Prompt 1 =
List every action that the article on hard-to-abate sectors gives as an example of progress toward a more sustainable global economy.
Prompt 2 =
Write what comes next in the article on hard-to-abate sectors and emissions, picking up after its final sentence.

Source text =
-=-=-=-=-

Hard-To-Abate Sectors and Emissions

The Toughest Nuts to Crack for a Net Zero Future
Progress towards a more sustainable global economy is already being made in many sectors, through actions such as the promotion of electric vehicles and recycling schemes, as well as an increased focus on energy efficiency in buildings.

The Toughest Nuts to Crack for a Net Zero Future

The COVID-19 pandemic has been noteworthy for so many negative things, but there was one temporary bright spot — global carbon emissions declined. With the sudden halt in industrial production and transportation coming to a standstill, cities saw noticeable declines in air pollution and the atmosphere benefitted from a decline in greenhouse gas emissions. Although these benefits were temporary and reversed once economic activity started to ramp up, it was encouraging to see that declines in emissions can actually happen.

Obviously shutting down major sectors of the economy for periods of time isn’t the long-term answer to reducing emissions. But seeing evidence that lowering emissions can lead to a decline in greenhouse gas concentrations — whether the decline is big or small — is important and has helped changed attitudes toward making the effort.

In our Citi GPS report Financing a Greener Planet, we noted that government focus on climate action is actually accelerating with stronger climate policies and net zero emissions targets being put in place. This increased focus on climate is occurring in parallel with a rise in corporate and individual focus. Stimulus packages in many countries are focusing on green infrastructure and technology investment that help the economy transition away from fossil fuels.

Progress towards a more sustainable global economy is already being made in a number of sectors, through actions such as the promotion of electric vehicles and recycling schemes, as well as an increased focus on energy efficiency in buildings. But not all sectors are created equal in terms of how easy it is to convert them to green. Certain sectors are harder to abate than others and it will take breakthroughs in technology, investment, and time to lower emissions.

-=-=-=-=-

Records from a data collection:
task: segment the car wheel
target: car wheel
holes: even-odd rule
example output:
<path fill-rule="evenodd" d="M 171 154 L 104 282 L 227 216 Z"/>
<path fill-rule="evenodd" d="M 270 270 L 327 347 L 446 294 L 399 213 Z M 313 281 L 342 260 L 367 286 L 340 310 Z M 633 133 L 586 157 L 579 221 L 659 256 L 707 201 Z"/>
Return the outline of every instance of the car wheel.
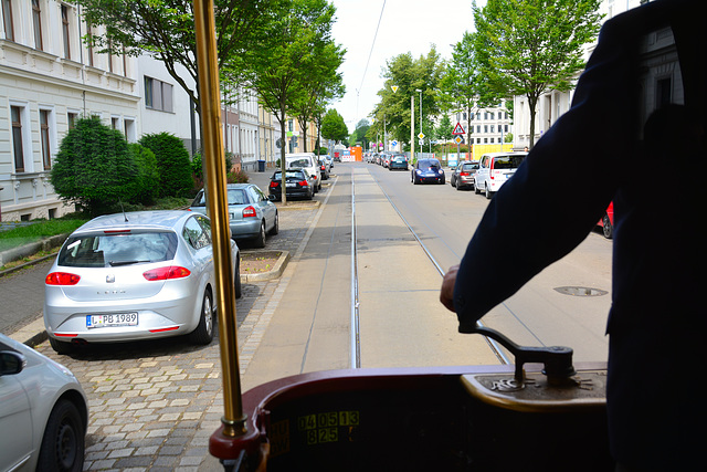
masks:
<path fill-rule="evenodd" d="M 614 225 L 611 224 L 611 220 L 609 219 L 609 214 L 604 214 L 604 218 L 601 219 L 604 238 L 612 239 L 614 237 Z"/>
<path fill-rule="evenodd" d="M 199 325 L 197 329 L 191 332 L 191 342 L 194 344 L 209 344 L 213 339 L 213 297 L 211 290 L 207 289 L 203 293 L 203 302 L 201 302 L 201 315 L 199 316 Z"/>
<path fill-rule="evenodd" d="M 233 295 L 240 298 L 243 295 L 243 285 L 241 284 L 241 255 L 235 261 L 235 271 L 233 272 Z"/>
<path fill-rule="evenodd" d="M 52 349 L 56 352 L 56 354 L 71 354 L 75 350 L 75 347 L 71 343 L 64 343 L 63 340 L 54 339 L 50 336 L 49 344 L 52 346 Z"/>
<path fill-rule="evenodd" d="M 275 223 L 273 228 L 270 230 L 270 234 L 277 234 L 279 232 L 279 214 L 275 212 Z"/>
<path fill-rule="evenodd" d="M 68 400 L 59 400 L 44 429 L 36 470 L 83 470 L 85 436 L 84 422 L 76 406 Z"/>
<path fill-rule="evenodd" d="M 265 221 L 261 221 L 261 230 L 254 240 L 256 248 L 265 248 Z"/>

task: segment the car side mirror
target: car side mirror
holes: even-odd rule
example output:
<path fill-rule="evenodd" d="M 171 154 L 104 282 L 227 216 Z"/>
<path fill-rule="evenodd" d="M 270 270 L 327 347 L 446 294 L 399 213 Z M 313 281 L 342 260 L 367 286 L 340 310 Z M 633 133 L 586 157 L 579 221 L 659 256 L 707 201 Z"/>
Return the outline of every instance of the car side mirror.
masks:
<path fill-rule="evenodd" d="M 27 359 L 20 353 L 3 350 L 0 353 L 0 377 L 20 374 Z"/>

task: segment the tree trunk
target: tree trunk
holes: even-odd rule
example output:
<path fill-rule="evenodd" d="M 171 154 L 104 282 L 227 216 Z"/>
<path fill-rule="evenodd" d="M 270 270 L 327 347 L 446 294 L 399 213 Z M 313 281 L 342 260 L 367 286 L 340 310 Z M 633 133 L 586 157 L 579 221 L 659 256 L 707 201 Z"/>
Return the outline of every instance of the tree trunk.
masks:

-=-=-=-=-

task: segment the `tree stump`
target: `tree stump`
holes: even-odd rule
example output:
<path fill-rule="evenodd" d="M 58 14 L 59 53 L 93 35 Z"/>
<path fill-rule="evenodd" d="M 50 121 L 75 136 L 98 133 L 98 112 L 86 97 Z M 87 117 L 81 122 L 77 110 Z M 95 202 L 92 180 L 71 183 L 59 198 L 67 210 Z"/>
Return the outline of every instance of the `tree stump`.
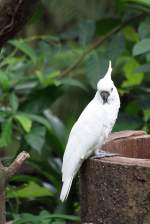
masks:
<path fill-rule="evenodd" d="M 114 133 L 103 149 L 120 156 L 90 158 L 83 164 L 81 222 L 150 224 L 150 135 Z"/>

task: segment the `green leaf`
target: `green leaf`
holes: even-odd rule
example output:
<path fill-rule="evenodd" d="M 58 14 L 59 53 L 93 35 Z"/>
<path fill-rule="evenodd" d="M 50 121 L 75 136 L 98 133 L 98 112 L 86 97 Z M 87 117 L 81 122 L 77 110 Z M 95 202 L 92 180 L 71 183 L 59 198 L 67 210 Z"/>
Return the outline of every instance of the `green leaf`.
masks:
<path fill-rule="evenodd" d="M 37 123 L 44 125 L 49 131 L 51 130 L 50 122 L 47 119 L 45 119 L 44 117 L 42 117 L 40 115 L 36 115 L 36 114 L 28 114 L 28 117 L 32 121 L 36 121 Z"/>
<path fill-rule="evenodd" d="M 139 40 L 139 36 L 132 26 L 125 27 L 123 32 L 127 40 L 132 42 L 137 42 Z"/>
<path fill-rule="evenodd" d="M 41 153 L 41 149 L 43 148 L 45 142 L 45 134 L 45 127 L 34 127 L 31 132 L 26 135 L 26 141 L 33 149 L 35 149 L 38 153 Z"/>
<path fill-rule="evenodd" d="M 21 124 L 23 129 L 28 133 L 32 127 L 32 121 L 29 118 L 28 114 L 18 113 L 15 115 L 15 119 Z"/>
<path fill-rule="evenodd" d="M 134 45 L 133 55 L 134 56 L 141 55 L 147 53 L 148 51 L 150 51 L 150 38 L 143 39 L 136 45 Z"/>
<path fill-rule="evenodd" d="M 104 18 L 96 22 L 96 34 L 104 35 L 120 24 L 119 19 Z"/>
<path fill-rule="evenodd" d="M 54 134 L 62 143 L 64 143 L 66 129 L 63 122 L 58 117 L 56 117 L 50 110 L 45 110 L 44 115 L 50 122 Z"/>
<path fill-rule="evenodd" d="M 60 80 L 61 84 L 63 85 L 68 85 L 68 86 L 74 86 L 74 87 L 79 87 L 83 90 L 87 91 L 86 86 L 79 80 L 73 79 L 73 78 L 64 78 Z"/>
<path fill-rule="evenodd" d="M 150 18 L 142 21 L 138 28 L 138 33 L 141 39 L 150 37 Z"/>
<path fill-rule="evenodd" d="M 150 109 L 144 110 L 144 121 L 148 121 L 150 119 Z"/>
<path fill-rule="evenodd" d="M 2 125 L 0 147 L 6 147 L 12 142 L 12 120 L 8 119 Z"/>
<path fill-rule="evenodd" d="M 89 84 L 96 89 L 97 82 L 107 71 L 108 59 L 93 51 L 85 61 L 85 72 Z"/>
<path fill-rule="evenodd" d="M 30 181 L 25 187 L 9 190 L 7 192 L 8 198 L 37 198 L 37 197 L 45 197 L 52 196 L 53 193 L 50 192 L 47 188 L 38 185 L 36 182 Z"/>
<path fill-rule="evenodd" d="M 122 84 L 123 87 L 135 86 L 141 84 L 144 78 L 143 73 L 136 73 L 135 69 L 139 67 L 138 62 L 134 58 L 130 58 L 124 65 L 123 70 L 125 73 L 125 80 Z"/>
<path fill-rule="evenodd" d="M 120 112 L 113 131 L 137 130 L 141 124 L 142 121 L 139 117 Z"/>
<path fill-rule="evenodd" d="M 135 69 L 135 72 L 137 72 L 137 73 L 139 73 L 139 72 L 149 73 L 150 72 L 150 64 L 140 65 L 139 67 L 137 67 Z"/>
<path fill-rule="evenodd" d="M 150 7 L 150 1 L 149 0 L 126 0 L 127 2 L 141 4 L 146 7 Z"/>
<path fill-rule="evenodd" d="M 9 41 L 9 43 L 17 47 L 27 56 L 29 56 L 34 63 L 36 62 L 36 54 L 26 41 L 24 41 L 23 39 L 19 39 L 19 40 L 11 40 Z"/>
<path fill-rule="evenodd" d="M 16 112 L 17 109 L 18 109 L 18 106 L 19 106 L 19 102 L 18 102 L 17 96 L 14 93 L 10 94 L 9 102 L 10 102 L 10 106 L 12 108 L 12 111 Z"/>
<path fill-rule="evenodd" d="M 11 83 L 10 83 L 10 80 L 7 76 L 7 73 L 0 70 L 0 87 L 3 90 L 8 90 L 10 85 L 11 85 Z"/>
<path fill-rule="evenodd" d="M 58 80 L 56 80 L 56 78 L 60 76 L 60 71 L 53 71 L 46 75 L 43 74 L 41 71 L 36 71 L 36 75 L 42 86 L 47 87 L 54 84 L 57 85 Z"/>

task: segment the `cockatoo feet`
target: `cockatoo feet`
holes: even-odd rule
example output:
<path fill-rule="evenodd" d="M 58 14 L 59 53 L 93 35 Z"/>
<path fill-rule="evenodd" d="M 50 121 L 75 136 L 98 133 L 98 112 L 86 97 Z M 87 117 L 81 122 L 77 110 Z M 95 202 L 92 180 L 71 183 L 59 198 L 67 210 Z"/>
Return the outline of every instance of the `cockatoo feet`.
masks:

-=-=-=-=-

Exercise answer 1 =
- The promotion of electric vehicles
- Recycling schemes
- An increased focus on energy efficiency in buildings

Exercise answer 2 =
In the report that follows, Citi’s Sustainable Finance team takes a detailed look at two hard-to-abate sectors — transport (road freight, aviation and shipping) and industry (cement and steel) — which need to be focused on to successfully meet net-zero emission commitments. Collectively, these sectors account for 25% of today’s global carbon emissions, but have the potential to rise by 50% through 2050 given growth expectations.

Although demand-side solutions can help, they’re not sufficient to drive emissions levels down towards zero. Instead, supply-side solutions need to be incorporated. The team identifies three such solutions — hydrogen, bioenergy, and carbon capture, utilization & storage (CCUS) — they believe can be the keys to ‘cracking the carbon nut’ in hard-to-abate sectors. There is a cost premium associated with each of these solutions, but as technology advances and supply is scaled up, costs should fall and demand should increase.

Identifying hard-to-abate sectors and the potential solutions to drive down emissions should help rally investment and accelerate capital deployment to fund the net zero transition. This won’t be easy, but it is doable — especially with coordinated efforts between governments, corporates and investors.